| Work item |
Would you restate each line of the data below word for word, without its pictures?

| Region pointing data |

=== Begin Enclosure ===

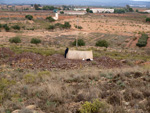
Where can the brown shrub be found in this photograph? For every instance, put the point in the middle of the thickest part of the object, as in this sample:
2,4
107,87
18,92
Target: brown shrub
115,99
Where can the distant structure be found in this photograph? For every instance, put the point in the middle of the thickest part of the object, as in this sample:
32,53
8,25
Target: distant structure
75,12
148,11
99,10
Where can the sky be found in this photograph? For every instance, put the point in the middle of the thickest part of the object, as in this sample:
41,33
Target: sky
76,2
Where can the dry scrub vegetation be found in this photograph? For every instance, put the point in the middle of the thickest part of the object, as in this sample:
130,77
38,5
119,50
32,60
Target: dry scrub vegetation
117,91
36,78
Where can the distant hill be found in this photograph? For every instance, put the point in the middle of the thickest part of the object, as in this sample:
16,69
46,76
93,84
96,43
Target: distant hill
79,2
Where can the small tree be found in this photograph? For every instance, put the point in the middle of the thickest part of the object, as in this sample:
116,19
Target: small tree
51,27
29,17
35,41
50,19
80,42
102,43
15,40
137,10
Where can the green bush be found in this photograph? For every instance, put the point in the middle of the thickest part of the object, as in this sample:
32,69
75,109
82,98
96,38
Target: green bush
142,42
6,27
78,27
35,41
15,40
61,12
50,19
67,25
102,43
29,78
147,19
80,42
16,27
94,107
119,11
29,17
51,27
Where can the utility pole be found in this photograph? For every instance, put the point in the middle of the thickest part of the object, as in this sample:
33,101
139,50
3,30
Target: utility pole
77,35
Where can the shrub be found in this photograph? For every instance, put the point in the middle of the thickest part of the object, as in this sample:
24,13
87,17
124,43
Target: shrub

=== End Enclosure ===

| Written solution |
Where can the brown shrub be found in this photograph? For every instance, put the point in the middle of the thickest part of the object, as in this sample:
2,4
107,87
18,92
Target: brown shrub
115,99
Where can the distant structure be found in this photograph? For every instance, put the point in the middle of the thickest part of the object, as in this sample:
32,53
8,25
Target: distant structure
75,12
148,11
99,10
Where can the sky be found in this photograph? For every instance, put the point in the middle of the thickest part of the object, as in this sample:
41,33
Target: sky
76,2
Where can the dry scrub vegetation be found in this photograph? For every instance, put the point in the middle of the thickest part of the object, as in this sample:
130,77
38,5
119,50
32,60
Target: dry scrub vegetation
117,91
36,78
Where can the distant hill be found in this photograph? For every instance, put the point in the middle of the thickest part of the object, as in this sample:
16,69
46,76
93,84
96,43
Target: distant hill
79,2
Where can the small tree be found in this photograph? For every instance, put the point in the middle of the thickest part of the object, as in this sample:
116,19
Target: small tree
51,27
29,17
35,41
50,19
80,42
102,43
15,40
137,10
Where can the green bush be found in this photograph? For every instance, put the point in the middle of the thickest part of the object, as in this sample:
32,69
75,109
82,98
96,38
Target: green bush
142,42
6,27
78,27
35,41
15,40
61,12
50,19
67,25
102,43
29,78
147,19
80,42
16,27
94,107
119,11
29,17
51,27
Where can the utility pole be found in this photograph? For every instance, put the point in the middle of the thickest part of the object, as in this sample:
33,101
139,50
3,30
Target: utility pole
77,35
Where can the shrub be found in this photograph? For every instance, put the point in the middle of the thickest part of the object, as in this sample:
24,13
87,17
124,43
Target: shrub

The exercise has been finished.